• _Énoncé écrit a_
Recopiez le passage du texte ci-dessous sur l'accès aux normes ISO, depuis « 353PARTAGES » jusqu'à « pas disponibles gratuitement. » inclus.

Le , par Stéphane le calme

353PARTAGES

14  0 
Bon nombre des quelque 24 000 normes techniques gérées par l'Organisation internationale de normalisation (ISO) sont soumises à des restrictions de droit d'auteur et ne sont pas disponibles gratuitement.

Il y a deux semaines, Jon Sneyers, chercheur principal en images chez Cloudinary et coprésident du groupe ad hoc JPEG XL (ISO/IEC 18181), a invité d'autres experts techniques à collaborer à une lettre ouverte exhortant l'ISO à rendre ses normes accessibles gratuitement. Il a expliqué :
  • L'ISO et ses affiliés nationaux tirent des revenus de la vente de publications ISO :
    • L'ISO a vendu 6,6 millions de francs suisses (CHF) de publications en 2019 et a reçu 12,9 millions de CHF de redevances provenant des ventes de publications par les affiliés nationaux.
    • Ces revenus sont presque aussi importants que les revenus des cotisations des membres, qui étaient de 21,2 millions de CHF en 2019 (il a donné une source).

  • ISO CS a commencé à appliquer strictement et étroitement les critères des normes publiquement disponibles (PAS – Publicly Available Standards) :
    • Les nouvelles éditions de normes qui étaient disponibles gratuitement ne sont plus disponibles gratuitement
    • Les rapports techniques (TR) ne peuvent plus être mis à disposition gratuitement sous aucun critère, car l'ISO CS ne considère plus les TR comme des normes
    • L'ISO fait pression sur d'autres organisations de normalisation avec lesquelles elle collabore et qui ont une politique de normes accessibles au public (par exemple, l'UIT-T), pour qu'elles modifient leur politique afin de rendre les documents communs non accessibles au public.




Et d'expliquer aux lecteurs les raisons qui ont été à l'origine de sa demande de changement de politique (la liste n'est pas exhaustive) :
  1. Problèmes d'interopérabilité : les anciennes éditions de publications qui étaient des versions gratuites ou obsolètes sont susceptibles d'être utilisées par les responsables de la mise en œuvre, car :
    • Le coût est important, en particulier pour les développeurs open source*;
    • Les éditions gratuites sont plus faciles à trouver et à accéder (par exemple en utilisant un moteur de recherche).

• _Extraits de données_

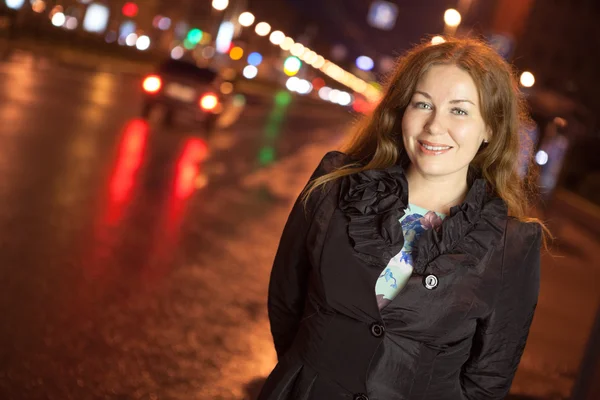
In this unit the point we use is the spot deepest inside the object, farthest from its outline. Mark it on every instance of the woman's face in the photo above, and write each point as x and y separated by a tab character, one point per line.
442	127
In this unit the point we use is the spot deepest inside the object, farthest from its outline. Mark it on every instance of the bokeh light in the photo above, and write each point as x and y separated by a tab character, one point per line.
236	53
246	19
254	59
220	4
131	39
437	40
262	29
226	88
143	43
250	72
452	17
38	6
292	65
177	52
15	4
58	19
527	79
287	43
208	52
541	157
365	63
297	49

==

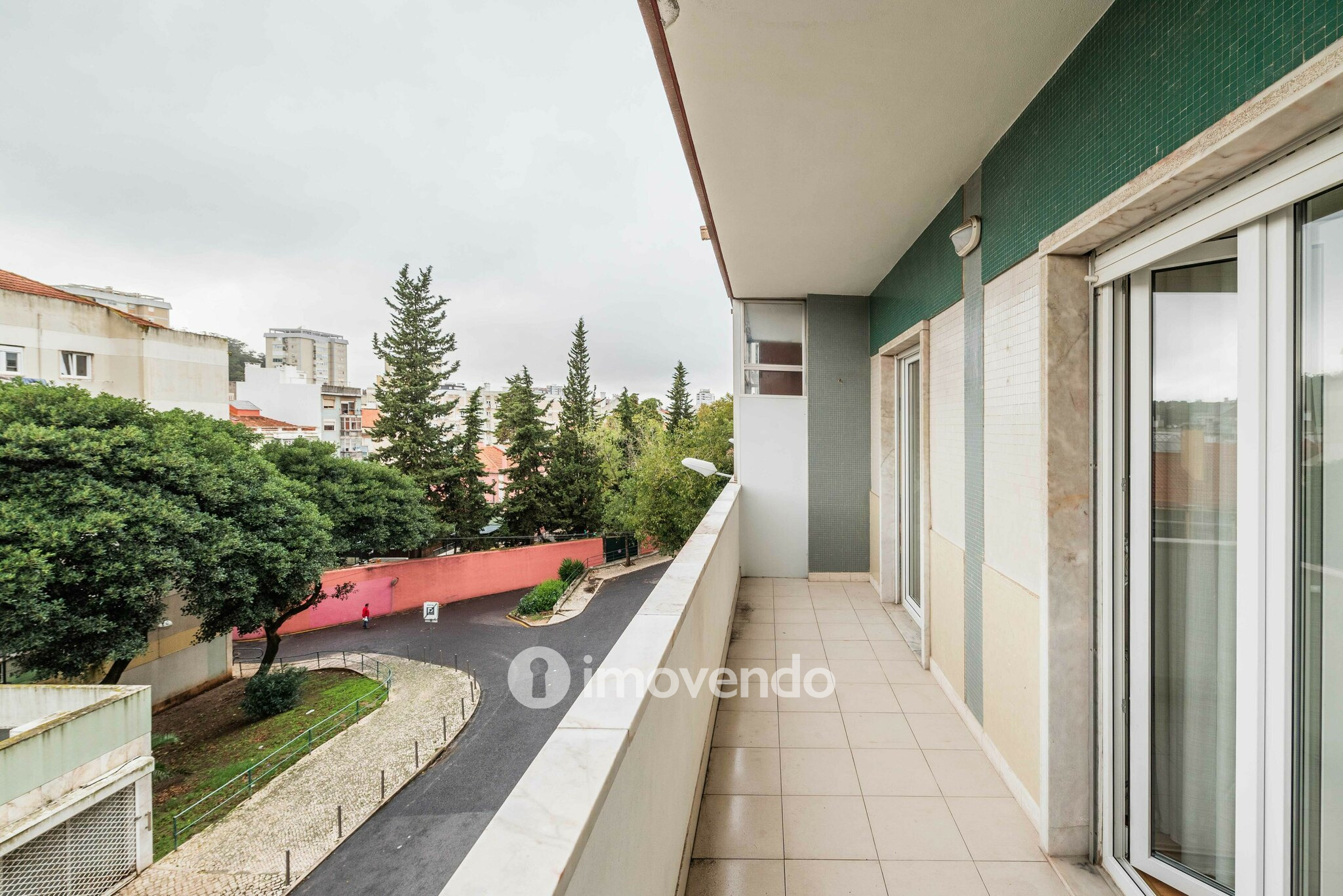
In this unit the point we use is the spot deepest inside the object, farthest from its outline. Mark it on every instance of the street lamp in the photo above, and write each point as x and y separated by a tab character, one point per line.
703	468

• _Énoncé écrit b_
Indiquez seulement le nombre de lignes des enregistrements ci-dessus qui contiennent le mot « every ».

• _Réponse écrite a_
353PARTAGES

14  0 
Bon nombre des quelque 24 000 normes techniques gérées par l'Organisation internationale de normalisation (ISO) sont soumises à des restrictions de droit d'auteur et ne sont pas disponibles gratuitement.

• _Réponse écrite b_
3